* _ASSIGNED TASK_
Can you rewrite every line of the entries below as a numbered list, skipping any blank lines?

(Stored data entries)
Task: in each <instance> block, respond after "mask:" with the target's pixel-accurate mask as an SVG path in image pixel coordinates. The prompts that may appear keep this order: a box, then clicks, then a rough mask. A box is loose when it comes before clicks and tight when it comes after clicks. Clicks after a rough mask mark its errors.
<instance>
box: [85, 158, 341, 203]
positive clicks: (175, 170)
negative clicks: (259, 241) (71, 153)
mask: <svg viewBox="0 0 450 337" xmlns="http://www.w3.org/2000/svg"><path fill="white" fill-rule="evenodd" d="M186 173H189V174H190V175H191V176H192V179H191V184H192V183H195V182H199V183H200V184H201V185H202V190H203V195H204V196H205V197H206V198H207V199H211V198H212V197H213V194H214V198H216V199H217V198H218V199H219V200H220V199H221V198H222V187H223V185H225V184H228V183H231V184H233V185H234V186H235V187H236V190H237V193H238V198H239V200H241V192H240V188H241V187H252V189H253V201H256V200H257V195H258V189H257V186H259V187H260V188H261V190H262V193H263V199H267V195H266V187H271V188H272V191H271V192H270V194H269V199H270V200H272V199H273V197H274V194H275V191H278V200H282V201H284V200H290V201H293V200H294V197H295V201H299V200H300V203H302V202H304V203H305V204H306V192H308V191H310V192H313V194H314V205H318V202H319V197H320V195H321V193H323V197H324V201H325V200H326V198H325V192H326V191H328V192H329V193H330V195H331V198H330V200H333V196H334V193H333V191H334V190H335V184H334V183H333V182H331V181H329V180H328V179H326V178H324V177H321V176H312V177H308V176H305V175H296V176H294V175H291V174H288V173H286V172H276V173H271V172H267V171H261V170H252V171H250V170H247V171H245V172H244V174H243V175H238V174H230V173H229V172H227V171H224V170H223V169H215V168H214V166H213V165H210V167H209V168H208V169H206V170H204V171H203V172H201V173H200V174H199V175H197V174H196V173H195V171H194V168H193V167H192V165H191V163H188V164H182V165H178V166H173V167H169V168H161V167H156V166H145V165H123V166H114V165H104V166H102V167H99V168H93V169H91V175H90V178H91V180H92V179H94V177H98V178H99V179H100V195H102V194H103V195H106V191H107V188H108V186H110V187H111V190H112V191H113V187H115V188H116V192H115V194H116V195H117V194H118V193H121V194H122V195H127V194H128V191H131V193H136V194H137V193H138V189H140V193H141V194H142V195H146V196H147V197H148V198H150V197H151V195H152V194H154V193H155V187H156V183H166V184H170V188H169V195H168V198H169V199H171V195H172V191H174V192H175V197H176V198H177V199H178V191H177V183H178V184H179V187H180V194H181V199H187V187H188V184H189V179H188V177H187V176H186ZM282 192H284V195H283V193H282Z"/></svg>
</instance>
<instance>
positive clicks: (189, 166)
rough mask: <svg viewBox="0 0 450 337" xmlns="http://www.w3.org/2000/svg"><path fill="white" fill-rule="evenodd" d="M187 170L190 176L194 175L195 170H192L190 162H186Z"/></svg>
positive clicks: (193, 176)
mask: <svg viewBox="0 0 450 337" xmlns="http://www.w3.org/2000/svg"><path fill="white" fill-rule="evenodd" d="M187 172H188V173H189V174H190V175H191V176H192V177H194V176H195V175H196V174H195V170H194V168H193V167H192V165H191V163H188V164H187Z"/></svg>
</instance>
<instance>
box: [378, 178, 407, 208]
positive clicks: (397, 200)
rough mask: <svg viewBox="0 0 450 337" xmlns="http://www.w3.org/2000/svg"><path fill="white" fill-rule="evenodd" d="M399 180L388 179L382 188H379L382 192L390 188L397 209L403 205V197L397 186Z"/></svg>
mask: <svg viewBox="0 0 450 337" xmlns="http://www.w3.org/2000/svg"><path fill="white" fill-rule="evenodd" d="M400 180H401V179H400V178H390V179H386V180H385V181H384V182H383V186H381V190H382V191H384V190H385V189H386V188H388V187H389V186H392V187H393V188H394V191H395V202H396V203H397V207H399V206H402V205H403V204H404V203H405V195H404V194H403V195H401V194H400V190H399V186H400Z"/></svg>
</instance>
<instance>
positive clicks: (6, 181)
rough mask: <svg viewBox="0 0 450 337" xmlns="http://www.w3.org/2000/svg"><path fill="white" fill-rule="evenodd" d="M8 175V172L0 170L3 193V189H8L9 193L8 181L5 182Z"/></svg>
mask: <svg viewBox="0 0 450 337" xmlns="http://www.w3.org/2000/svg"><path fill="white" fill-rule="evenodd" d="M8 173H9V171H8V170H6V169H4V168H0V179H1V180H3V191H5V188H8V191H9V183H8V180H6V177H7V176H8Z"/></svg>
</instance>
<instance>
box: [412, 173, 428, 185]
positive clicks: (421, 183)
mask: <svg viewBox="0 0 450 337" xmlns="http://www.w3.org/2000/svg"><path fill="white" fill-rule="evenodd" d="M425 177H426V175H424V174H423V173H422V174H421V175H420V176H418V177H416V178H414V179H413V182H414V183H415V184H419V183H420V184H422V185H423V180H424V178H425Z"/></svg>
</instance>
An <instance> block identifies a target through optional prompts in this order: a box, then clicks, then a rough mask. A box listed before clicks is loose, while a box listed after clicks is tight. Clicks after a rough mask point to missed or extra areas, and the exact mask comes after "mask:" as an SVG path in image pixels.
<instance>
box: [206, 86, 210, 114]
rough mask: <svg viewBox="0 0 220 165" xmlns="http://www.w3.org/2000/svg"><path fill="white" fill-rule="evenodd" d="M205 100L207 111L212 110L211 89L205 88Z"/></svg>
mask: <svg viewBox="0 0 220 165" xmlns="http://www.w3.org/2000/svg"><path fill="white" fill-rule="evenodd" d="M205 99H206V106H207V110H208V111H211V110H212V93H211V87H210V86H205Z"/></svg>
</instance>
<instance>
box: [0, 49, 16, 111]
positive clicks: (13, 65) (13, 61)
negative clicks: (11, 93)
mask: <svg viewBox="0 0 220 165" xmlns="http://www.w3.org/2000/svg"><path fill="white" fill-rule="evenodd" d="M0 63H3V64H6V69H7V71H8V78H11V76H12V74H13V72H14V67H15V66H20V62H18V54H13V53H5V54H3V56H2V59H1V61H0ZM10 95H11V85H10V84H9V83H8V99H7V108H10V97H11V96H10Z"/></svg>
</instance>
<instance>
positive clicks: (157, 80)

* _EXERCISE RESULT_
1. Task: in each <instance> block, respond after "mask:" with the target's pixel-accurate mask as an SVG path in image pixel coordinates. The prompts that may appear keep this order: a box, then clicks, then a rough mask. A box is loose when it comes before clicks and tight when it comes after clicks. Clicks after a rough mask mark its errors.
2. <instance>
3. box: [85, 158, 341, 203]
4. positive clicks: (175, 170)
5. negative clicks: (259, 241) (71, 153)
6. mask: <svg viewBox="0 0 450 337" xmlns="http://www.w3.org/2000/svg"><path fill="white" fill-rule="evenodd" d="M186 173H189V174H190V175H191V176H192V179H191V184H192V183H195V182H199V183H200V184H201V185H202V190H203V195H204V196H205V197H206V198H207V199H211V198H212V197H213V194H214V198H216V199H217V198H218V199H219V200H220V199H221V198H222V187H223V185H225V184H228V183H231V184H233V185H234V186H235V187H236V190H237V193H238V198H239V200H241V192H240V188H241V187H252V189H253V201H256V200H257V195H258V189H257V186H259V187H260V188H261V190H262V193H263V199H267V195H266V187H271V188H272V191H271V192H270V194H269V199H270V200H272V199H273V197H274V194H275V191H278V200H282V201H284V200H290V201H293V200H294V197H295V201H299V200H300V203H302V202H304V203H305V204H306V192H308V191H310V192H313V194H314V205H318V202H319V197H320V195H321V193H323V197H324V201H325V200H326V198H325V192H326V191H328V192H329V193H330V195H331V198H330V200H333V196H334V193H333V191H334V190H335V184H334V183H333V182H331V181H329V180H328V179H326V178H324V177H321V176H312V177H308V176H305V175H296V176H294V175H291V174H288V173H286V172H276V173H271V172H267V171H261V170H252V171H250V170H247V171H245V172H244V174H243V175H238V174H230V173H229V172H227V171H224V170H223V169H215V168H214V166H213V165H210V167H209V168H208V169H206V170H204V171H203V172H201V173H200V174H199V175H197V174H196V173H195V171H194V168H193V167H192V165H191V163H188V164H182V165H178V166H173V167H169V168H161V167H156V166H145V165H123V166H114V165H104V166H102V167H99V168H93V169H91V175H90V178H91V180H92V179H94V177H98V178H99V179H100V195H102V194H103V195H106V191H107V188H108V186H110V187H111V190H112V191H113V187H115V188H116V192H115V194H116V195H117V194H118V193H121V194H122V195H127V194H128V191H131V193H136V194H137V193H138V189H140V193H141V194H142V195H146V196H147V197H148V198H150V197H151V195H152V194H154V193H155V187H156V183H166V184H170V188H169V195H168V198H169V199H171V195H172V191H174V192H175V197H176V198H177V199H178V191H177V183H178V184H179V187H180V194H181V199H187V187H188V184H189V179H188V177H187V176H186ZM282 192H284V195H283V193H282Z"/></svg>
7. </instance>
8. <instance>
9. positive clicks: (189, 166)
10. rough mask: <svg viewBox="0 0 450 337" xmlns="http://www.w3.org/2000/svg"><path fill="white" fill-rule="evenodd" d="M187 170L190 176L194 175L195 170H192L190 162H186Z"/></svg>
11. positive clicks: (193, 176)
12. mask: <svg viewBox="0 0 450 337" xmlns="http://www.w3.org/2000/svg"><path fill="white" fill-rule="evenodd" d="M187 172H188V173H189V174H190V175H191V176H192V177H194V176H195V175H196V174H195V170H194V168H193V167H192V165H191V163H188V164H187Z"/></svg>
13. </instance>
14. <instance>
15. box: [378, 178, 407, 208]
16. positive clicks: (397, 200)
17. rough mask: <svg viewBox="0 0 450 337" xmlns="http://www.w3.org/2000/svg"><path fill="white" fill-rule="evenodd" d="M399 180L388 179L382 188H379L382 192L390 188L397 209L403 205V197L397 186Z"/></svg>
18. mask: <svg viewBox="0 0 450 337" xmlns="http://www.w3.org/2000/svg"><path fill="white" fill-rule="evenodd" d="M400 180H401V179H400V178H390V179H386V180H385V181H384V182H383V186H381V190H382V191H384V190H385V189H386V188H388V187H389V186H392V187H393V188H394V191H395V202H396V203H397V207H399V206H402V205H403V204H404V203H405V195H404V194H403V195H401V194H400V190H399V186H400Z"/></svg>
19. </instance>
20. <instance>
21. positive clicks: (6, 181)
22. rough mask: <svg viewBox="0 0 450 337" xmlns="http://www.w3.org/2000/svg"><path fill="white" fill-rule="evenodd" d="M8 175V172L0 170L3 193V189H8L9 193L8 181L5 182Z"/></svg>
23. mask: <svg viewBox="0 0 450 337" xmlns="http://www.w3.org/2000/svg"><path fill="white" fill-rule="evenodd" d="M8 173H9V171H8V170H6V169H4V168H0V179H1V180H3V191H5V188H8V191H9V183H8V180H6V177H7V176H8Z"/></svg>
24. </instance>
25. <instance>
26. box: [412, 173, 428, 185]
27. positive clicks: (421, 183)
28. mask: <svg viewBox="0 0 450 337" xmlns="http://www.w3.org/2000/svg"><path fill="white" fill-rule="evenodd" d="M425 177H426V175H424V174H423V173H422V174H421V175H420V176H418V177H416V178H414V179H413V182H414V183H415V184H419V183H420V184H422V185H423V180H424V178H425Z"/></svg>
29. </instance>
30. An <instance> block identifies a target through optional prompts in this order: a box, then clicks, then a rough mask. A box listed before clicks is loose, while a box listed after clicks is tight. Clicks after a rough mask point to missed or extra areas, and the exact mask comes after "mask:" as an SVG path in image pixels.
31. <instance>
32. box: [206, 86, 210, 114]
33. rough mask: <svg viewBox="0 0 220 165" xmlns="http://www.w3.org/2000/svg"><path fill="white" fill-rule="evenodd" d="M205 100L207 111L212 110L211 89L205 88Z"/></svg>
34. mask: <svg viewBox="0 0 220 165" xmlns="http://www.w3.org/2000/svg"><path fill="white" fill-rule="evenodd" d="M205 99H206V106H207V110H208V111H211V110H212V93H211V87H210V86H205Z"/></svg>
35. </instance>
36. <instance>
37. box: [0, 49, 16, 111]
38. positive clicks: (13, 65) (13, 61)
39. negative clicks: (11, 93)
40. mask: <svg viewBox="0 0 220 165" xmlns="http://www.w3.org/2000/svg"><path fill="white" fill-rule="evenodd" d="M0 63H3V64H6V69H7V71H8V78H11V76H12V74H13V72H14V67H15V66H20V62H18V54H13V53H5V54H3V56H2V59H1V61H0ZM10 95H11V85H10V84H9V83H8V99H7V108H10V97H11V96H10Z"/></svg>
41. </instance>
42. <instance>
43. positive clicks: (157, 80)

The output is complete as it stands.